[Opening Given entries section]

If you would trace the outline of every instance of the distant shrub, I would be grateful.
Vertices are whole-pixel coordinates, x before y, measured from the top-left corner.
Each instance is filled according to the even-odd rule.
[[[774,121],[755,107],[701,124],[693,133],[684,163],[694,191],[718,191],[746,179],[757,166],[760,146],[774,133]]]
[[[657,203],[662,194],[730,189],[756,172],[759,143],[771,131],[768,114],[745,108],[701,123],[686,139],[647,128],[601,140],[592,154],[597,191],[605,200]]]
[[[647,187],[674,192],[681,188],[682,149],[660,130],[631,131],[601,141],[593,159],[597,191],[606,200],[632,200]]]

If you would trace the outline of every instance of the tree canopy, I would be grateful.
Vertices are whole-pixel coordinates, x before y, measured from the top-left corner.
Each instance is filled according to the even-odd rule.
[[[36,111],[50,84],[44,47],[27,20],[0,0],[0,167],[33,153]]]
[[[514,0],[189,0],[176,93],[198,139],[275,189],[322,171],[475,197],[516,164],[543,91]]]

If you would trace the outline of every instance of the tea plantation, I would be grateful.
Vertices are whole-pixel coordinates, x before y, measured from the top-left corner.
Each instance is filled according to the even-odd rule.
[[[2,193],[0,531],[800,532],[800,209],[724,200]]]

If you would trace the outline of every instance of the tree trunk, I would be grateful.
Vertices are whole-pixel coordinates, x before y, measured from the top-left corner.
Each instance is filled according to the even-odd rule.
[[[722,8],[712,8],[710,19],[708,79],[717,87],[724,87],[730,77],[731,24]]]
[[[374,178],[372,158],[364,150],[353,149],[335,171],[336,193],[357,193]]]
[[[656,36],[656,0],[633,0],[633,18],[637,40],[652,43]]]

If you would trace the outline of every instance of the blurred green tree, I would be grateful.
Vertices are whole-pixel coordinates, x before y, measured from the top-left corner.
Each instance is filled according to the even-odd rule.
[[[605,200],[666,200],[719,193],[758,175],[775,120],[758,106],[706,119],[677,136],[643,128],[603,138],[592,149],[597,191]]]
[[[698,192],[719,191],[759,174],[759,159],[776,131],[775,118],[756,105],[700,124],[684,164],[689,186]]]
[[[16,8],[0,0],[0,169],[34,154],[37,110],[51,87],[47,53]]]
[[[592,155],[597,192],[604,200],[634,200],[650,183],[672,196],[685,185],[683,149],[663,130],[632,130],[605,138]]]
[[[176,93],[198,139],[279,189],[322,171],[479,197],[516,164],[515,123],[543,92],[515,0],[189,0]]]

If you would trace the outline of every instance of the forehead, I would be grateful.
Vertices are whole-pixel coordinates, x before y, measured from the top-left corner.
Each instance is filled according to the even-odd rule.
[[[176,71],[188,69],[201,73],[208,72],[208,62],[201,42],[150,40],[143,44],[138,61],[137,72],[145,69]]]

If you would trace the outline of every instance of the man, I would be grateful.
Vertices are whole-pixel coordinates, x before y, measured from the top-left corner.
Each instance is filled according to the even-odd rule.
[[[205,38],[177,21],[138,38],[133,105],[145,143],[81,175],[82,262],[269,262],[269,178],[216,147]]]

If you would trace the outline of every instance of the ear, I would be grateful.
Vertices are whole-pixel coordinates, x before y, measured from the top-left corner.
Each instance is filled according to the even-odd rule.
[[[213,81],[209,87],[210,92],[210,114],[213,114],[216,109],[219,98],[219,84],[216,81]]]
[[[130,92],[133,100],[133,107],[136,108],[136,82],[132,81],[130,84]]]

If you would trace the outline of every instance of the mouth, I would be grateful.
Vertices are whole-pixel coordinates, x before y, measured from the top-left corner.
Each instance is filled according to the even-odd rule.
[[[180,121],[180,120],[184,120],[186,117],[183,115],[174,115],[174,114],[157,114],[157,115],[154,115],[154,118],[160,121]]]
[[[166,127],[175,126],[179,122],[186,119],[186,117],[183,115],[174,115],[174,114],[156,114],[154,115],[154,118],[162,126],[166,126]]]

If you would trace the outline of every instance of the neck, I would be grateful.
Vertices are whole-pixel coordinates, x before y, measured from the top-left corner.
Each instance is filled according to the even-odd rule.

[Closing Given entries section]

#### [Work to complete]
Give a word-for-word restatement of every record.

#### [Response to this task]
If you would trace the outline of every instance of the distant shrub, I would be grateful.
Vertices are whole-pixel coordinates, x before y, measured from the top-left corner.
Each instance is filled according to the even-odd rule.
[[[774,121],[755,107],[701,124],[693,133],[684,163],[694,191],[718,191],[746,179],[757,166],[760,146],[774,133]]]
[[[657,203],[662,194],[730,189],[756,172],[759,143],[771,131],[768,114],[745,108],[701,123],[686,139],[647,128],[601,140],[592,154],[597,191],[605,200]]]
[[[647,187],[674,192],[681,188],[682,149],[660,130],[631,131],[601,141],[593,159],[597,191],[606,200],[632,200]]]

If you would trace the outline of every instance of the tree canopy, I would be grateful.
Vertices are whole-pixel coordinates, x before y, measured from the top-left corner.
Each instance is filled according to the even-odd rule.
[[[36,111],[50,84],[44,47],[27,20],[0,0],[0,167],[33,153]]]
[[[514,0],[189,0],[176,93],[198,139],[275,189],[322,171],[475,197],[516,164],[543,91]]]

If you would trace the outline of every instance of the tea plantation, I would be grateful.
Vertices are whole-pixel coordinates, x before y, measured from the top-left corner.
Each instance is filled according to the even-odd rule.
[[[2,193],[0,531],[800,532],[800,209],[724,200]]]

If you would trace the outline of every instance of the tree trunk, I would be grateful.
Vertices are whole-pixel coordinates, x before y, measured from the top-left corner.
Each instance is filled according to the even-odd rule.
[[[722,8],[712,8],[710,19],[708,79],[717,87],[724,87],[730,77],[731,24]]]
[[[374,178],[372,158],[364,150],[353,149],[335,171],[336,193],[357,193]]]
[[[656,36],[656,0],[633,0],[633,18],[637,40],[652,43]]]

If you would trace the outline of every instance of the blurred green tree, I would be grateful.
Vertices are whole-pixel coordinates, x before y, measured from the top-left corner.
Each instance is filled according to the even-odd rule.
[[[605,200],[666,200],[719,193],[758,175],[775,120],[758,106],[706,119],[677,136],[643,128],[603,138],[592,149],[597,191]]]
[[[698,192],[719,191],[759,174],[759,159],[776,131],[775,118],[756,105],[700,124],[684,164],[689,186]]]
[[[16,8],[0,0],[0,169],[34,154],[37,110],[51,87],[47,53]]]
[[[592,155],[597,192],[604,200],[634,200],[650,183],[672,196],[685,185],[683,149],[663,130],[632,130],[605,138]]]
[[[176,93],[198,139],[279,189],[322,171],[479,197],[516,164],[515,123],[543,92],[515,0],[189,0]]]

If you would trace the outline of every instance of the forehead, I would be grateful.
Vertices are whole-pixel coordinates, x before y, measured from the top-left corner.
Each instance is filled according to the even-odd rule.
[[[176,71],[188,69],[201,73],[208,72],[208,62],[201,42],[150,40],[143,44],[138,61],[137,72],[145,69]]]

If you would trace the outline of every instance of the man, I would be grateful.
Vertices are whole-pixel coordinates, x before y, measured from the top-left corner.
Each instance is filled according to the even-odd rule.
[[[205,38],[177,21],[138,38],[133,105],[145,143],[81,175],[82,262],[269,262],[269,178],[216,147]]]

If you would trace the outline of every instance of the ear, I would be grateful.
Vertices are whole-pixel coordinates, x before y, measured from the top-left corner.
Each instance is filled according to the even-odd rule.
[[[213,81],[209,87],[210,92],[210,114],[213,114],[216,109],[219,98],[219,84],[216,81]]]
[[[130,92],[133,100],[133,107],[136,108],[136,82],[132,81],[130,84]]]

If you would trace the outline of every instance of the mouth, I would be grateful.
Vertices are whole-pixel coordinates, x before y, measured from the top-left corner.
Each instance is filled according to the even-odd rule.
[[[180,121],[180,120],[184,120],[186,117],[183,115],[174,115],[174,114],[157,114],[157,115],[154,115],[154,118],[160,121]]]
[[[166,127],[175,126],[179,122],[186,119],[186,117],[183,115],[174,115],[174,114],[156,114],[154,115],[154,118],[162,126],[166,126]]]

If you would trace the outline of every instance of the neck, I would be grateful.
Vertices are whole-pixel coordinates, x before y, measured from the top-left corner.
Each instance is filled according to the even-odd rule.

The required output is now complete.